[Records drawn from a data source]
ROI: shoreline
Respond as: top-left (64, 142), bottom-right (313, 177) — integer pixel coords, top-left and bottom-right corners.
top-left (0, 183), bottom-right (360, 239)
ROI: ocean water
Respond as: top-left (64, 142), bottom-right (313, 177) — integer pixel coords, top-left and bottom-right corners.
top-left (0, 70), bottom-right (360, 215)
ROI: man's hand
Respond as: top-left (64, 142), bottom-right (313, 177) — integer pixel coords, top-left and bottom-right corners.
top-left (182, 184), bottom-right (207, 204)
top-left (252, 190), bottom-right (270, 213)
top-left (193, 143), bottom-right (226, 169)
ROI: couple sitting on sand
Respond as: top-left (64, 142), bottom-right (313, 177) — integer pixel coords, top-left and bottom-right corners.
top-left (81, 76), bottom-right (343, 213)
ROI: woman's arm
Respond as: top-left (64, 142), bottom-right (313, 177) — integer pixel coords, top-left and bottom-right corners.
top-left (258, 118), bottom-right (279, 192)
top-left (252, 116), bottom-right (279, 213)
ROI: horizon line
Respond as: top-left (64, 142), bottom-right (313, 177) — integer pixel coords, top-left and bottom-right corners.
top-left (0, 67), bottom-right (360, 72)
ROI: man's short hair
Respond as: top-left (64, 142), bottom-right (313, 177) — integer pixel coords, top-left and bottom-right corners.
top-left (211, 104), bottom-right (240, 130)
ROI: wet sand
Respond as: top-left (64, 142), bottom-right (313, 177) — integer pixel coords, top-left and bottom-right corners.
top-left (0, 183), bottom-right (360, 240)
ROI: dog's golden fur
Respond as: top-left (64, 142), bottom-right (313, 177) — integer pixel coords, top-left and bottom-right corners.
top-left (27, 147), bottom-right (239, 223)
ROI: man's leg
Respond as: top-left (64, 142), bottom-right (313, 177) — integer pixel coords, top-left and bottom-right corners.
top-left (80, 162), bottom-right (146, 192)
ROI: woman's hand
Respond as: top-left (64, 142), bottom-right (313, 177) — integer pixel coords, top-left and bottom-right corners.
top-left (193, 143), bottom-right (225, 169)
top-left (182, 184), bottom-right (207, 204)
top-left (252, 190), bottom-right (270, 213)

Exercise brief:
Present every line from the beginning of the records through the line containing "top-left (0, 183), bottom-right (360, 240)", inclusive, as a JSON list of strings with one string per line, omitting any blank lines.

Reply:
[
  "ROI: shoreline",
  "Respond as: top-left (64, 142), bottom-right (313, 177) — integer pixel coords, top-left and bottom-right corners.",
  "top-left (0, 183), bottom-right (360, 239)",
  "ROI: ocean water",
  "Respond as: top-left (64, 142), bottom-right (313, 177) — integer pixel coords, top-left and bottom-right corners.",
  "top-left (0, 70), bottom-right (360, 215)",
  "ROI: man's hand",
  "Respond as: top-left (64, 142), bottom-right (313, 177) — integer pixel coords, top-left and bottom-right corners.",
  "top-left (182, 184), bottom-right (207, 204)",
  "top-left (252, 190), bottom-right (270, 213)",
  "top-left (193, 143), bottom-right (226, 169)",
  "ROI: couple sitting on sand",
  "Respond as: top-left (64, 142), bottom-right (313, 177) — integer pixel coords, top-left and bottom-right corners.",
  "top-left (81, 76), bottom-right (343, 213)",
  "ROI: woman's arm",
  "Respond as: top-left (64, 142), bottom-right (313, 177) — integer pixel coords, top-left and bottom-right corners.",
  "top-left (258, 118), bottom-right (279, 192)",
  "top-left (252, 116), bottom-right (279, 213)",
  "ROI: horizon line",
  "Respond as: top-left (64, 142), bottom-right (313, 177) — integer pixel coords, top-left and bottom-right corners.",
  "top-left (0, 67), bottom-right (360, 72)",
  "ROI: man's short hair",
  "Respond as: top-left (64, 142), bottom-right (313, 177) — integer pixel coords, top-left and bottom-right corners.",
  "top-left (211, 104), bottom-right (240, 130)",
  "ROI: wet sand",
  "Respond as: top-left (64, 142), bottom-right (313, 177) — integer pixel coords, top-left and bottom-right corners.",
  "top-left (0, 183), bottom-right (360, 240)"
]